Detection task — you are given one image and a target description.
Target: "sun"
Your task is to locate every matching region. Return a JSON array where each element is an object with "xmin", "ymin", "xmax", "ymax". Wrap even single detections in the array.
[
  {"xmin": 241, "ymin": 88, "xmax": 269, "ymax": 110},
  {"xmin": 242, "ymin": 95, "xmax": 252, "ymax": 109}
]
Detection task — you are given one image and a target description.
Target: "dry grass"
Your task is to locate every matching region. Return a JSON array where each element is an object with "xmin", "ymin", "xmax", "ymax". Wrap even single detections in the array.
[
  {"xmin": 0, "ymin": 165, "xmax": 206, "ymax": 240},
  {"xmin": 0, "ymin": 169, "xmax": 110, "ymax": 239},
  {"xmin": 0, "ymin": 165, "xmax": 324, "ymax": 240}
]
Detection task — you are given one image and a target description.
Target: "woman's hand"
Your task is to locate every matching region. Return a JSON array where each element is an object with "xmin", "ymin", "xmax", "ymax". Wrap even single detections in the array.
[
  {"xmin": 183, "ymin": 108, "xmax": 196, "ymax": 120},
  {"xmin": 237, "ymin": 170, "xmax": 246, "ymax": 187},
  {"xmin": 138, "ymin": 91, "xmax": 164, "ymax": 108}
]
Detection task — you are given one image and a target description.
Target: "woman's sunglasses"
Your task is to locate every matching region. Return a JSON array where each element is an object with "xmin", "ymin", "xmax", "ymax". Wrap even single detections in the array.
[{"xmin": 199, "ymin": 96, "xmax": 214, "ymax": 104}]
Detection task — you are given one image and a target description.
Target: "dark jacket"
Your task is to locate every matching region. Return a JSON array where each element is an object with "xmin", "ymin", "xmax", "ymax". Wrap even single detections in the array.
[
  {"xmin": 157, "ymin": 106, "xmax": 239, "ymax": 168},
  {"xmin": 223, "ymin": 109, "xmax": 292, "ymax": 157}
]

**Required action**:
Write out every line of the records exactly.

**Output**:
Detection task — you are given one image and a target description.
Target: "sun"
Your task is to locate every matching region. Return a JSON array where each element is an object with "xmin", "ymin", "xmax", "ymax". Wrap even single detections in the array.
[
  {"xmin": 241, "ymin": 88, "xmax": 269, "ymax": 110},
  {"xmin": 242, "ymin": 95, "xmax": 252, "ymax": 109}
]
Detection task — you are given one image and a target description.
Target: "dry grass"
Your task is to locate every matching region. Return a JSON array where each element is an object with "xmin", "ymin", "xmax", "ymax". Wrap even single detections in the array.
[
  {"xmin": 0, "ymin": 165, "xmax": 206, "ymax": 240},
  {"xmin": 0, "ymin": 169, "xmax": 110, "ymax": 239},
  {"xmin": 0, "ymin": 165, "xmax": 324, "ymax": 240}
]
Detection task — you are given one image and a target description.
Target: "woman's hand"
Your task is to locate every matching region. Return a JSON array where each element is an object with "xmin", "ymin", "xmax", "ymax". Wrap even single detections in the array.
[
  {"xmin": 183, "ymin": 108, "xmax": 196, "ymax": 120},
  {"xmin": 237, "ymin": 170, "xmax": 246, "ymax": 187},
  {"xmin": 138, "ymin": 91, "xmax": 164, "ymax": 108}
]
Detection task — you are given one image and a target description.
Target: "woman's sunglasses"
Your task is to locate every matching region. Return a JSON array where each element is an object with "xmin", "ymin", "xmax", "ymax". Wrap even single detections in the array.
[{"xmin": 199, "ymin": 96, "xmax": 214, "ymax": 104}]
Detection task — you are given one image and a target description.
Target: "dark jacket"
Your task is to locate every matching region. Return a JSON array where each element is an object with "xmin", "ymin", "xmax", "ymax". Wrap even single detections in the array.
[
  {"xmin": 157, "ymin": 106, "xmax": 239, "ymax": 168},
  {"xmin": 223, "ymin": 109, "xmax": 292, "ymax": 157}
]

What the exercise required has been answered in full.